--- START Rows ---

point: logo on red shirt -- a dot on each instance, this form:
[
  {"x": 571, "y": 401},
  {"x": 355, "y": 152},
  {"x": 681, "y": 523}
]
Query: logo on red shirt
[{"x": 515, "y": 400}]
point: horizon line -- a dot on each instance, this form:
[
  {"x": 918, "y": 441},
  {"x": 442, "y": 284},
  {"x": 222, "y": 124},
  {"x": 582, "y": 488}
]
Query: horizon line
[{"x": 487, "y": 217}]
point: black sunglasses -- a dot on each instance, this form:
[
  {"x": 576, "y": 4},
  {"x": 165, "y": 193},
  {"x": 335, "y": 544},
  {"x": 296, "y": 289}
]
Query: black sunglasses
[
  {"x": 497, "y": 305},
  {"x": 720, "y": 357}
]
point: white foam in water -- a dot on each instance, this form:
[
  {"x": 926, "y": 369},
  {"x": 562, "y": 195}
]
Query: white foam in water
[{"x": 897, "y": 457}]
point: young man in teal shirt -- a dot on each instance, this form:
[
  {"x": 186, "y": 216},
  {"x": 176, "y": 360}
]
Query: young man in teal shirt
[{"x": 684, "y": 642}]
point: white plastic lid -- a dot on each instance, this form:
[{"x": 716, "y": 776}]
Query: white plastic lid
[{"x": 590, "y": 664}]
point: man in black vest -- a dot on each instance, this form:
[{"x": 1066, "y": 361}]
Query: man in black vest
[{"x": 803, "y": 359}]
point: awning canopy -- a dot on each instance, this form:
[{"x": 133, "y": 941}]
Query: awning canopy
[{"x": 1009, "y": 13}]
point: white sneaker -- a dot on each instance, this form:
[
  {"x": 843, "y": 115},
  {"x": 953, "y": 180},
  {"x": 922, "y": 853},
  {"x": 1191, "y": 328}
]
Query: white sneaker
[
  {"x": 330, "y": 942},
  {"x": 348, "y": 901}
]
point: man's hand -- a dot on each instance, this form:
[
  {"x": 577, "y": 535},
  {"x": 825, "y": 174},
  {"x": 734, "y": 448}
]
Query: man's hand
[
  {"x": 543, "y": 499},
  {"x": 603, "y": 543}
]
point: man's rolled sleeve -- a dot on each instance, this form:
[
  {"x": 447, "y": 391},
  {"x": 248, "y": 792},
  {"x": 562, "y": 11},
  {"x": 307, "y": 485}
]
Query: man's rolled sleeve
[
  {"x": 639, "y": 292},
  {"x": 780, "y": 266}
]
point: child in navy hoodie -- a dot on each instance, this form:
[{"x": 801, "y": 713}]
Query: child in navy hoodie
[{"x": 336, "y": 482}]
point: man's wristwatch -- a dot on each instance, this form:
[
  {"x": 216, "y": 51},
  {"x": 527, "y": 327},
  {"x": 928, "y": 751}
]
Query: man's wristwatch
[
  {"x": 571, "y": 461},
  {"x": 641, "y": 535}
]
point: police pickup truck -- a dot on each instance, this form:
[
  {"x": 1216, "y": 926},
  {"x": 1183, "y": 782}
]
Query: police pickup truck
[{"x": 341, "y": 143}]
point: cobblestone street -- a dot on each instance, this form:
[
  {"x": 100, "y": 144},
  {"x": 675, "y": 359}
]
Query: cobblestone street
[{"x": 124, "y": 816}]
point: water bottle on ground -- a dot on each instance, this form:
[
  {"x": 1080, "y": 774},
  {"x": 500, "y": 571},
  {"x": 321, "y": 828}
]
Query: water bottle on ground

--- END Rows ---

[Problem details] Reproduce every line from the one containing "point: cobblestone street" down to the end of the records, swapping "water bottle" for "plastic bottle" and leaving all else unchanged.

[Result for this exercise]
point: cobblestone street -- a dot on each instance, this form:
[
  {"x": 100, "y": 144},
  {"x": 675, "y": 359}
]
Query: cobblestone street
[{"x": 124, "y": 816}]
point: plastic bottle on ground -- a dot on each instance, this form:
[
  {"x": 1080, "y": 774},
  {"x": 500, "y": 571},
  {"x": 321, "y": 828}
]
Query: plastic bottle on ground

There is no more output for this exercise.